*** Opening of Input data ***
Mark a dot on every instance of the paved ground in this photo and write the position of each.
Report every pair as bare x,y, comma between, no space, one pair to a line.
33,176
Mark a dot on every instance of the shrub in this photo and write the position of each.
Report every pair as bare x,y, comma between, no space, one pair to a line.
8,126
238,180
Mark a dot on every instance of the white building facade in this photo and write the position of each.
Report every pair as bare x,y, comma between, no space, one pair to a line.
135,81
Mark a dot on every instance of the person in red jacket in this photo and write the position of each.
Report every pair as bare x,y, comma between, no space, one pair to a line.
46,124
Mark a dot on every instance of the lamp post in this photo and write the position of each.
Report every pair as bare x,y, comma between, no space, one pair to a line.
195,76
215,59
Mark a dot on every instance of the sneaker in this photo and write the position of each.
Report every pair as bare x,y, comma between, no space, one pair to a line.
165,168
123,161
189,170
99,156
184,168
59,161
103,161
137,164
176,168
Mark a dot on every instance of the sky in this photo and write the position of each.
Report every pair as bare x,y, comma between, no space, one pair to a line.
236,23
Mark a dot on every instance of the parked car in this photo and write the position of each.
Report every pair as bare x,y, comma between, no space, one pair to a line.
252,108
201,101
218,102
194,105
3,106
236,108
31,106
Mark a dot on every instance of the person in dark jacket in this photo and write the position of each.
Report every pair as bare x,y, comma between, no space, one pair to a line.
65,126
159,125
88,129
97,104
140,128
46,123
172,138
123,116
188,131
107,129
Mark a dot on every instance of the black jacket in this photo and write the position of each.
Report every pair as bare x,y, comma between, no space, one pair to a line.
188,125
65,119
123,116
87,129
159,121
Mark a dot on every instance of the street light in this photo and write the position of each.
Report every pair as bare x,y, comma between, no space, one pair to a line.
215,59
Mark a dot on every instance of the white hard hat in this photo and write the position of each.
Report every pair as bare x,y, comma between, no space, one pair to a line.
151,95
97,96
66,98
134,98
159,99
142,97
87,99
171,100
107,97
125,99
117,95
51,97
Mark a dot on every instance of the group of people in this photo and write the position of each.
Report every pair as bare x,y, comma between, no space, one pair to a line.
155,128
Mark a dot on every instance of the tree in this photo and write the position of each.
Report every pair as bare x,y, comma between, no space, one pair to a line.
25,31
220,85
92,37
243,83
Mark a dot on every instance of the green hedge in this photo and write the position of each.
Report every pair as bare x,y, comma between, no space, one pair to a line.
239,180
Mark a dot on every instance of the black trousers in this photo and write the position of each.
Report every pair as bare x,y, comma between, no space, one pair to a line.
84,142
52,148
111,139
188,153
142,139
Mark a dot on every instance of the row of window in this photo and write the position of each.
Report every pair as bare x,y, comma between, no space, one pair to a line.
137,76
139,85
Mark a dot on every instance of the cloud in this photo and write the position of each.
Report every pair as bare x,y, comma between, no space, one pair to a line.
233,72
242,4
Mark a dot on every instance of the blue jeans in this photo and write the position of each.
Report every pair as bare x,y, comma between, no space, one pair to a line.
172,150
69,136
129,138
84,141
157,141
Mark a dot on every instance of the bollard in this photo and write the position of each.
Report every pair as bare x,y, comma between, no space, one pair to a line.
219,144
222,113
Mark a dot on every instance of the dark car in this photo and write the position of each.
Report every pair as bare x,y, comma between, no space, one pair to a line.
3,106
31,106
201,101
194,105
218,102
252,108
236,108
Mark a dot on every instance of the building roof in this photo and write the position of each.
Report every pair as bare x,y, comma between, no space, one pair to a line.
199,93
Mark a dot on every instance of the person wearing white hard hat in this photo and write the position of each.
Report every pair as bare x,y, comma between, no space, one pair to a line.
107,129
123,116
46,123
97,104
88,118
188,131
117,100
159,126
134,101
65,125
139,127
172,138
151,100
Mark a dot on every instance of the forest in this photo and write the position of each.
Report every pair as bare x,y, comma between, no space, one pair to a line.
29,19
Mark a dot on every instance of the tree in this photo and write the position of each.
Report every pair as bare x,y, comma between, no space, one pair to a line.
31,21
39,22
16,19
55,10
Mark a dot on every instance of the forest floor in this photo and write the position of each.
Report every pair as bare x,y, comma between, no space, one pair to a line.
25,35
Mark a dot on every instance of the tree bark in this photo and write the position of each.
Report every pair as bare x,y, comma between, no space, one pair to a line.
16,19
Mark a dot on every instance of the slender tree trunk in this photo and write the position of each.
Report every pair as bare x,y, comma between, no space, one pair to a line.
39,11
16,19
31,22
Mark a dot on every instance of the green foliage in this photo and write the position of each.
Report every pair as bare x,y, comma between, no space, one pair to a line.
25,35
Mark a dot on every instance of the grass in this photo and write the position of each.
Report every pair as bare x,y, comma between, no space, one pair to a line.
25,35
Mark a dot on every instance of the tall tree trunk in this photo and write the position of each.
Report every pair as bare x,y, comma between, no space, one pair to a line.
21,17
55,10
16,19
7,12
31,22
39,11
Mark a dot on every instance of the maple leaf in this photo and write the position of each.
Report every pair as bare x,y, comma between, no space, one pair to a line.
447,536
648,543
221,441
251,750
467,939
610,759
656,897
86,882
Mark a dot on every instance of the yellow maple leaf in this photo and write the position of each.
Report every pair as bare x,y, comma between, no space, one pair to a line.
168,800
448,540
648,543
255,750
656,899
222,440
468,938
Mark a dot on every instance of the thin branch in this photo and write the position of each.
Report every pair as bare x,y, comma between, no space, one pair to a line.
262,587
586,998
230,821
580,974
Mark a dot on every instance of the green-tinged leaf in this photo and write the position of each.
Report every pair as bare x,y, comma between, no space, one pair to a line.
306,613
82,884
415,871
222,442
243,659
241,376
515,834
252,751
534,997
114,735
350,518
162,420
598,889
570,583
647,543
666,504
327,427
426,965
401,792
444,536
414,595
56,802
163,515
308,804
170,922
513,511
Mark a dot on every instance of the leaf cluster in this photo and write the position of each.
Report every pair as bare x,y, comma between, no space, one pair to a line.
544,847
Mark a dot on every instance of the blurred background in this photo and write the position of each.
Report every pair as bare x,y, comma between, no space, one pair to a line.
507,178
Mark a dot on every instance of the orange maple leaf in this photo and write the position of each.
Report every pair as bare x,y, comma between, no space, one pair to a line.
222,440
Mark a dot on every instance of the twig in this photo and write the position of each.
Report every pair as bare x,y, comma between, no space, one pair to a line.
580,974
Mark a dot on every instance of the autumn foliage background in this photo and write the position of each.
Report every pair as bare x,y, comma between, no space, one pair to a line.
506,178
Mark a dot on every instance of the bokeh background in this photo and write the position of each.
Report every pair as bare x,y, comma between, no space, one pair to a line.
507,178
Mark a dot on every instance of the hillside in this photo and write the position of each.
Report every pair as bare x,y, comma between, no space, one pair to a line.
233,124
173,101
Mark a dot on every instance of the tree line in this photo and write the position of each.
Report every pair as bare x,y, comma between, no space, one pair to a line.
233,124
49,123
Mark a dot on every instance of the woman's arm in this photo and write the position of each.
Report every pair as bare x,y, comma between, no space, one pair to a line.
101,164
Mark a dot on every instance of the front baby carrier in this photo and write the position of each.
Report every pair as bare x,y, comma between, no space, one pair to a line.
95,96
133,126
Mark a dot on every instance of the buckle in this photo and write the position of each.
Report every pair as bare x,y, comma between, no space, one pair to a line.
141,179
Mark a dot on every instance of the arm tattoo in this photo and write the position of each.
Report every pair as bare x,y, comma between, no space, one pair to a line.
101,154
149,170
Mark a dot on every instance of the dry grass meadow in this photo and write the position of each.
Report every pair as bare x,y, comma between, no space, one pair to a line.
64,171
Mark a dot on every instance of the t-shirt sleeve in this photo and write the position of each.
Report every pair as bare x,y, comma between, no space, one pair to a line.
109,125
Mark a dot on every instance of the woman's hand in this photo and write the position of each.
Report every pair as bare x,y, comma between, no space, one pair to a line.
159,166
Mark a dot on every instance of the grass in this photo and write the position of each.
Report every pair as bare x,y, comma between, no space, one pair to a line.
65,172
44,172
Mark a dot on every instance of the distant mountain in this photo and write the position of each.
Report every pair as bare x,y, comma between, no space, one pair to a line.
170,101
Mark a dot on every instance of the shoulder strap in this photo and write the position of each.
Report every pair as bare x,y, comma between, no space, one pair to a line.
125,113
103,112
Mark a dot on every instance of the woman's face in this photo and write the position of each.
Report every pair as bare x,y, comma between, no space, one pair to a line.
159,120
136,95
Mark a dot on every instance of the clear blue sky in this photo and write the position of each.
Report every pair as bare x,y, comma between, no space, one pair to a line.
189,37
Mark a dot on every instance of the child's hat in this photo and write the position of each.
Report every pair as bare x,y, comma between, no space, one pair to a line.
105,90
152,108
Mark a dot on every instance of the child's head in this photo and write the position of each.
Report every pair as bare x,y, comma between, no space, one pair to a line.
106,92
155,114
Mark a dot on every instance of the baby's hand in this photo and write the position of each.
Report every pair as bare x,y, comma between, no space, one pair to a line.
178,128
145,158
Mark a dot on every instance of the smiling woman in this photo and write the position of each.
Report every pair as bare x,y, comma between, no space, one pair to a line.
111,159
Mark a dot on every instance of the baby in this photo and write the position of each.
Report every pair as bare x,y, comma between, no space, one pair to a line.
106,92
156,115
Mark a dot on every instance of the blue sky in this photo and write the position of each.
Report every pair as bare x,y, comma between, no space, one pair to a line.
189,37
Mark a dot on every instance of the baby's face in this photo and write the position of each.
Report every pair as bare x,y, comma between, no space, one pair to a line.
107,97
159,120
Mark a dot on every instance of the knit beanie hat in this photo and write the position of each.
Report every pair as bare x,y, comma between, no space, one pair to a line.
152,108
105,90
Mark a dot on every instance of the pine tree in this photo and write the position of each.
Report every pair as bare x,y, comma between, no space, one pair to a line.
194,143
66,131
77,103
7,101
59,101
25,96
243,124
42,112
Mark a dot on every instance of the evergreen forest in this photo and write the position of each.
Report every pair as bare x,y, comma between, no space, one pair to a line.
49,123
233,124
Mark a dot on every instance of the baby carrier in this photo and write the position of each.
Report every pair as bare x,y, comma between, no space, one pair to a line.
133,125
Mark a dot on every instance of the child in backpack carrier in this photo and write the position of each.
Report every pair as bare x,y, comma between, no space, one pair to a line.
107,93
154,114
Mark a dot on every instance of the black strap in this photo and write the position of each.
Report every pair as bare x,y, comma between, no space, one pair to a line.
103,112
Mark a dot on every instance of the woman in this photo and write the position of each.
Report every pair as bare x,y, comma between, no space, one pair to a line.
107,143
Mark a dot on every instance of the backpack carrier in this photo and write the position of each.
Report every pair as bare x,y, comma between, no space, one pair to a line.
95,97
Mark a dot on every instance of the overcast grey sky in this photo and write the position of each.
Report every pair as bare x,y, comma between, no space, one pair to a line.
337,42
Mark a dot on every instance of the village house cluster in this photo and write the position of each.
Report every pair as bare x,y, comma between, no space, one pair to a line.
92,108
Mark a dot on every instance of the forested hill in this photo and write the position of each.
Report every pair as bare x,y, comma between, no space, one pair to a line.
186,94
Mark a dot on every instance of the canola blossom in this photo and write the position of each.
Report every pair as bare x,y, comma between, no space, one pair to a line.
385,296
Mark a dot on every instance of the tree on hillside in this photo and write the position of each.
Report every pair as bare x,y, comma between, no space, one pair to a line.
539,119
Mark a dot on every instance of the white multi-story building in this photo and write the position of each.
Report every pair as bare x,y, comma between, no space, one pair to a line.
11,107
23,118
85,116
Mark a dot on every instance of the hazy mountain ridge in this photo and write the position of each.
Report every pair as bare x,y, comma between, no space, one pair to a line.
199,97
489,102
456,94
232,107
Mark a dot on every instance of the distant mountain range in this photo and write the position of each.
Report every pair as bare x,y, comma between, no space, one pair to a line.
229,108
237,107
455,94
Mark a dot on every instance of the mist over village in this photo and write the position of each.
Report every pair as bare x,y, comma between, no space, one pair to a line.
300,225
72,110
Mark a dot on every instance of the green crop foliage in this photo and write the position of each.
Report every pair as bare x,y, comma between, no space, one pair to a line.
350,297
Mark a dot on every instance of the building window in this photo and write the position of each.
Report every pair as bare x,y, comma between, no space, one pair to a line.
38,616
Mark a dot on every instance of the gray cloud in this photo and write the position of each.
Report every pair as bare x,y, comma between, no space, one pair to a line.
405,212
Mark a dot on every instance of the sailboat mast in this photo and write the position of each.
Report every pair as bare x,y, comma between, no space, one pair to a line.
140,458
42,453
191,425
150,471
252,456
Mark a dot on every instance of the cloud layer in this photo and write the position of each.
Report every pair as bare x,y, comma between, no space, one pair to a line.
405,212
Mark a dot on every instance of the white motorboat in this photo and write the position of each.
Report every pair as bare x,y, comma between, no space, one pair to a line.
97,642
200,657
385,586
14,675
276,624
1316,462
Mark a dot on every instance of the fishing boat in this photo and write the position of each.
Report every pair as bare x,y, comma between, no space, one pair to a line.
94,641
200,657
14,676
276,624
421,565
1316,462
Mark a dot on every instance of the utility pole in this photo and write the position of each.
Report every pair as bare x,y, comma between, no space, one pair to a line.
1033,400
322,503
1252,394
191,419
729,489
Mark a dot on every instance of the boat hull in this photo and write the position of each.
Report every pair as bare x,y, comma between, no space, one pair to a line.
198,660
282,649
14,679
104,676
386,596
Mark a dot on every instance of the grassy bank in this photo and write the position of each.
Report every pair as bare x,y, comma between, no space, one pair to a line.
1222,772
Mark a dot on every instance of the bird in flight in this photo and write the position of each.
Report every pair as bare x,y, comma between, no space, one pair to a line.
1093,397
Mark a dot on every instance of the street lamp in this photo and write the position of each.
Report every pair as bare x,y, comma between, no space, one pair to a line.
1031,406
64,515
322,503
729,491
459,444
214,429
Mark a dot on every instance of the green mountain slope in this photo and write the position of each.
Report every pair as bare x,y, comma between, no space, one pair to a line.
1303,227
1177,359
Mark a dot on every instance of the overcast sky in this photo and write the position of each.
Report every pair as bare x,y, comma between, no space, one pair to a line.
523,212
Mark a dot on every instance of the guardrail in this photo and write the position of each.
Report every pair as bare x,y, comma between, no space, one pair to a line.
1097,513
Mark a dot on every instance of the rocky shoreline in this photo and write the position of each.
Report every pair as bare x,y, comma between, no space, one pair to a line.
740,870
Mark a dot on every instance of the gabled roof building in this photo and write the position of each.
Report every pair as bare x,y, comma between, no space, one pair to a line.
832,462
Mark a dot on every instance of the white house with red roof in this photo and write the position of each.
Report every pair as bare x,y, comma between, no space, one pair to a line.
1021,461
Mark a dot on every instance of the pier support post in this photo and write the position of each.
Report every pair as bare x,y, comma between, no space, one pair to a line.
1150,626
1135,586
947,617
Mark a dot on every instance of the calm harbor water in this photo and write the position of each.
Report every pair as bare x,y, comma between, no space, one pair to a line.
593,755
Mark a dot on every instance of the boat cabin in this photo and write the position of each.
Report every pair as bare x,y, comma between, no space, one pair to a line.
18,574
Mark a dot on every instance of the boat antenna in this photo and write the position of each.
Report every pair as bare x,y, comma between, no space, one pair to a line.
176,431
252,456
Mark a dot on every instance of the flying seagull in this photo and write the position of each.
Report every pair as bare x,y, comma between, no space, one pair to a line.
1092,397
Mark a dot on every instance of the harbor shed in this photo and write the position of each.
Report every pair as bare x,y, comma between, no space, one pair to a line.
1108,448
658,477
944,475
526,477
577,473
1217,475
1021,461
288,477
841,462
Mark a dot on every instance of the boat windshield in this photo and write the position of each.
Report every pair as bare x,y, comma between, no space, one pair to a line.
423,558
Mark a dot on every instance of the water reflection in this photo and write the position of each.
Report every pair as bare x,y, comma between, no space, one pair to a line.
*** Close of Input data ***
> **Exercise description**: Only lines that hold the string "hillside" belong in the answer, so copy every one of them from the records.

> **Answer for the task**:
Mark a dot on every instance of the hillside in this photo and write the position of each.
Mark a dot on every instance of the tree on hillside in this photo and write the position of each.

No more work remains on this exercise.